RECORD SET ::
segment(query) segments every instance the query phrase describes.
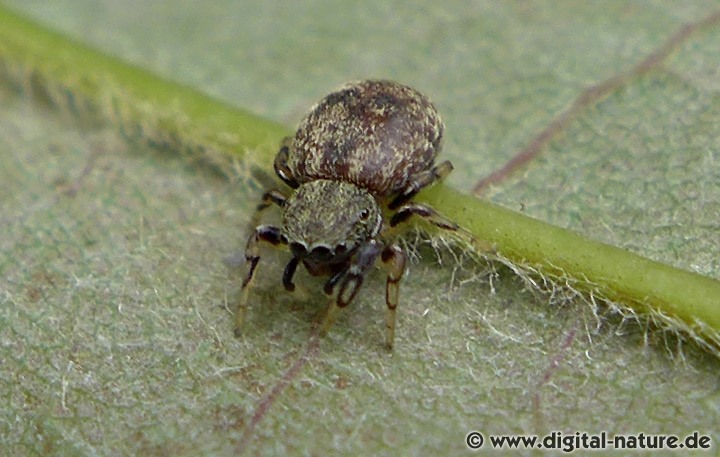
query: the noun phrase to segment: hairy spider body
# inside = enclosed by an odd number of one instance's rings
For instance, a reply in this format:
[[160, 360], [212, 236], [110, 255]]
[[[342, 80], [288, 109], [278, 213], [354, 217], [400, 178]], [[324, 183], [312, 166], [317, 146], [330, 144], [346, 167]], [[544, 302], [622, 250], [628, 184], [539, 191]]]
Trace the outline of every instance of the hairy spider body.
[[[332, 300], [323, 331], [338, 309], [352, 302], [379, 257], [387, 271], [385, 343], [392, 348], [405, 254], [386, 239], [388, 229], [412, 215], [457, 229], [429, 206], [410, 201], [452, 171], [450, 162], [435, 165], [442, 135], [432, 103], [391, 81], [350, 83], [313, 106], [275, 158], [275, 172], [295, 192], [285, 197], [270, 190], [258, 205], [258, 212], [271, 204], [280, 206], [282, 225], [258, 226], [248, 239], [236, 334], [241, 332], [263, 241], [290, 248], [293, 257], [282, 278], [287, 290], [295, 289], [293, 277], [300, 263], [313, 276], [328, 276], [324, 291]], [[395, 211], [389, 221], [383, 218], [384, 206]]]
[[395, 195], [433, 167], [442, 136], [435, 107], [416, 90], [388, 81], [351, 83], [311, 108], [275, 170], [290, 187], [330, 179]]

BRIEF ::
The answer must be every line of the data that contains the word "phrase".

RESULT ::
segment(query) segments every instance the query phrase describes.
query: the noun phrase to segment: hairy spider body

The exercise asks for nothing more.